REQUEST: Can you reproduce word for word the part of the data below that opens with the line containing "Locate the upstairs" and closes with the line containing "Target: white wall", including both of those lines?

RECORDS TO PROCESS:
• • •

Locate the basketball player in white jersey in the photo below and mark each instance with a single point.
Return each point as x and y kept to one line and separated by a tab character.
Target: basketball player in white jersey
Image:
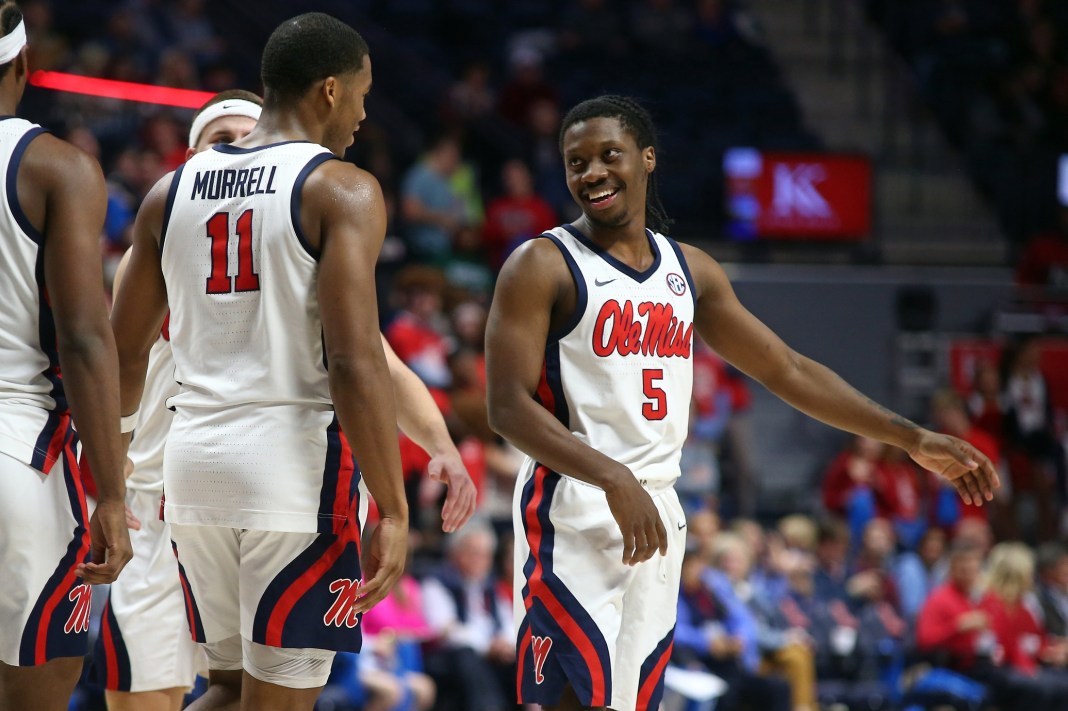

• • •

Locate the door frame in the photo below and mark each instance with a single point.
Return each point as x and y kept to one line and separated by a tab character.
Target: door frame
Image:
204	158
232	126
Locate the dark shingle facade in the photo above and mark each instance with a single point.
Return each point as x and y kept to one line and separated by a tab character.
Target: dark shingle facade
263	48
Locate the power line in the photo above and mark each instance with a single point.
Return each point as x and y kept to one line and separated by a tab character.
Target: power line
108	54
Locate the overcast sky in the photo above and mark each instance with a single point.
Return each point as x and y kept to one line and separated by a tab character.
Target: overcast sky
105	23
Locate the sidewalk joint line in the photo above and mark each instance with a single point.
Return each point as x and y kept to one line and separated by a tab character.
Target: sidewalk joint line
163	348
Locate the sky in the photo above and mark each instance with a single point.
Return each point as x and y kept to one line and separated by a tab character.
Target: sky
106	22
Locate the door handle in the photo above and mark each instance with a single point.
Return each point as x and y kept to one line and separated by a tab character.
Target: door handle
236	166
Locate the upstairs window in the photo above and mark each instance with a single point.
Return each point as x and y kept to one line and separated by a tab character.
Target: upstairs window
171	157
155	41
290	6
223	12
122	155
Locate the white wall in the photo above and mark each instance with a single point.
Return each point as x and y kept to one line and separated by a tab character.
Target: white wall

• • •

REPLY TO THE TASK:
Locate the upstairs window in the photo above and mark each instance with a single point.
Return each point as x and y kept to one line and separated by a tab character.
Target: upstairs window
171	157
155	41
290	6
223	12
122	155
Locate the white wall in the photo above and mark each instance with a single point.
Return each point as x and y kept to one line and separated by a tab character.
Target: white wall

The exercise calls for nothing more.